* **REQUIREMENT**
Please write out exactly the lines that begin at the line containing "[(157, 63), (288, 32)]" and run to the end of the records.

Collected data:
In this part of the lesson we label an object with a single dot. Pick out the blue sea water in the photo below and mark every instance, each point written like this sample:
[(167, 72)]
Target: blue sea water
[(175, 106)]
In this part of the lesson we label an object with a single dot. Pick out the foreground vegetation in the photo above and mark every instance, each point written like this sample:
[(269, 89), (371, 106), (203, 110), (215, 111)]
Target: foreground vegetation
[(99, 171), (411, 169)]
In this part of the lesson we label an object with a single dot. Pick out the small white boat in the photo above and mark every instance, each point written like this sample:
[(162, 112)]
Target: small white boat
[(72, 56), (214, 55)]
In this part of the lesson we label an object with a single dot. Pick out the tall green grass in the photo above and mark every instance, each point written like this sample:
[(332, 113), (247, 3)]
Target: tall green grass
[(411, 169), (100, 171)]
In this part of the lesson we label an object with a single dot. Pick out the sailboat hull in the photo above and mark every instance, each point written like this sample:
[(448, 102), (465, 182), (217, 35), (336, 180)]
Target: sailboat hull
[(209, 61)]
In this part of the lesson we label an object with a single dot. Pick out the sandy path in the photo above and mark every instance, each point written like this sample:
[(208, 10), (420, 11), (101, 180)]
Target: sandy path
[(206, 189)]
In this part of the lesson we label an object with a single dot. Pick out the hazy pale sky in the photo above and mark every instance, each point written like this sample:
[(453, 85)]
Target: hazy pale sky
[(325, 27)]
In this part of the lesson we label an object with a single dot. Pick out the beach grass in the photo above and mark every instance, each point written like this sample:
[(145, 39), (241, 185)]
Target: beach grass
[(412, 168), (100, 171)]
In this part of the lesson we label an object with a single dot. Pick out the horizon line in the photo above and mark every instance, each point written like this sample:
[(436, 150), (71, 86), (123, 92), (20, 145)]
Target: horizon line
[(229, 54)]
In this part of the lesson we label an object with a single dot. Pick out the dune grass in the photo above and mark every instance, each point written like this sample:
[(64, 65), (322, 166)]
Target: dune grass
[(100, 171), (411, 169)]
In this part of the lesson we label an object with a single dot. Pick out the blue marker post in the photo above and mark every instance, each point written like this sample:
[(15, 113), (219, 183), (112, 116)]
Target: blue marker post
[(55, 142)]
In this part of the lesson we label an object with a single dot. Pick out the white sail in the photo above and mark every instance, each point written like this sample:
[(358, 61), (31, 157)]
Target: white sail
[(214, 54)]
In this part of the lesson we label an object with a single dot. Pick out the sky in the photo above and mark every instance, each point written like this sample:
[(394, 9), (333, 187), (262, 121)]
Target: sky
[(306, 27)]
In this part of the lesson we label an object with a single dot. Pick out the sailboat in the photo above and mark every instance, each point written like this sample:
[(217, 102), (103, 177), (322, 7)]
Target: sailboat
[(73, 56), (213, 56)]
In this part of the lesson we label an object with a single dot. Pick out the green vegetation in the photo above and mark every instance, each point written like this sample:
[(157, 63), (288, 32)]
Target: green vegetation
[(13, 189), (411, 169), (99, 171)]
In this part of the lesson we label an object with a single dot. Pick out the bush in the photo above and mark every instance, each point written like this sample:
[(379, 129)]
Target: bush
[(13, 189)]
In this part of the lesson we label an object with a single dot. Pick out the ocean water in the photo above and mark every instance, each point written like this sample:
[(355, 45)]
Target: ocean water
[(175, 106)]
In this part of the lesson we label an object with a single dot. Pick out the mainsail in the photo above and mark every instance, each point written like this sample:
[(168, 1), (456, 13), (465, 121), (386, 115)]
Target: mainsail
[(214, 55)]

* **ANSWER**
[(157, 63), (288, 32)]
Target: green vegetation
[(13, 189), (411, 169), (99, 171)]
In this part of the lesson we label an object with a single dot. Pick out the bush in the photo above and mark every instance, each point written like this sample:
[(379, 129)]
Target: bush
[(13, 189)]
In this part of the lesson we label an object with a single dot. Pick out the ocean water in the photo above and mark every instance, each point written like this sample:
[(355, 45)]
Target: ocean water
[(175, 106)]
In this part of the lesson we label an object with a single dot. Pick out the mainsail in the photo above and mark every instance, each point written like this sample:
[(168, 1), (456, 13), (465, 121), (386, 115)]
Target: mainsail
[(214, 55)]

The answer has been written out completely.